Problem statement -> Copy the items below word for word, leaving out the pictures.
** START Working data **
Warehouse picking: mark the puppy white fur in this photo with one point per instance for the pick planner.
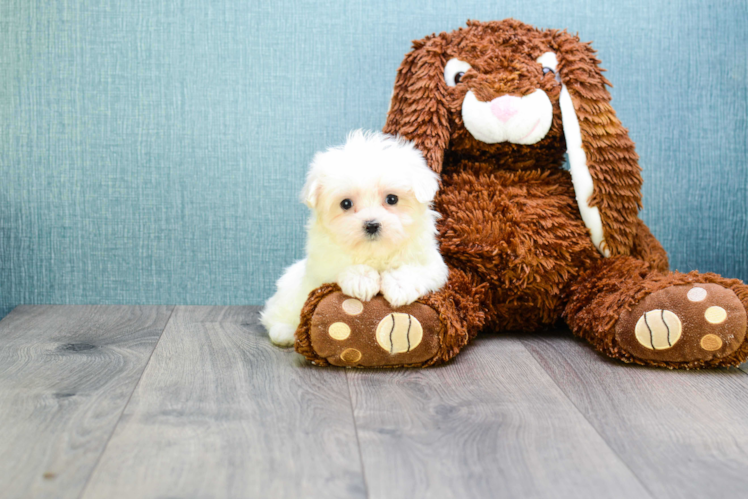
(371, 230)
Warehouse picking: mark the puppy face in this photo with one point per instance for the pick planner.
(372, 194)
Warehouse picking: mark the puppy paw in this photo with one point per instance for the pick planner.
(282, 334)
(401, 287)
(361, 282)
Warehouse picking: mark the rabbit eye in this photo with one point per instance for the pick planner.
(454, 71)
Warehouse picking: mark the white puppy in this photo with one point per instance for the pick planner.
(371, 230)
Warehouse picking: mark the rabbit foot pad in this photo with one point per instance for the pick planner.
(684, 323)
(348, 332)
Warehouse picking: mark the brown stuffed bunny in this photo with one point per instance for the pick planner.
(494, 107)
** END Working data **
Final answer ->
Warehouse picking: mark the puppy white fur in this photo with one point per instance for the pick planner.
(371, 230)
Warehouse picking: mark the puppy face in this photo with one point per instance for the pick planner.
(372, 194)
Warehouse picking: mark the puppy paw in this photo with one point per instance for the pick planner.
(282, 334)
(401, 287)
(361, 282)
Warehouse picking: mark the rabbit eye in this photo with one point per instance for the pick planner.
(454, 71)
Warehouse picking: mark the white puppy in this photo with one point per instance for the pick planner.
(371, 230)
Warehouse picking: mark the rabbit foot pad in this photo with one point per instance for the pick planner.
(684, 323)
(348, 332)
Warehouse picking: mark the brown stuffed bunny in this photo with one point per instance for the pick planner.
(494, 107)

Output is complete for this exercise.